* _Requirement_: Go through the records and extract every line with the word "instance".

* _Exercise input_:

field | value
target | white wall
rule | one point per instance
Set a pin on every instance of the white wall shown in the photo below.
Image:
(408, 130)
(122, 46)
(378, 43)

* _Reply to the task_:
rule | one point per instance
Set a pin on every instance of the white wall shown in the photo below.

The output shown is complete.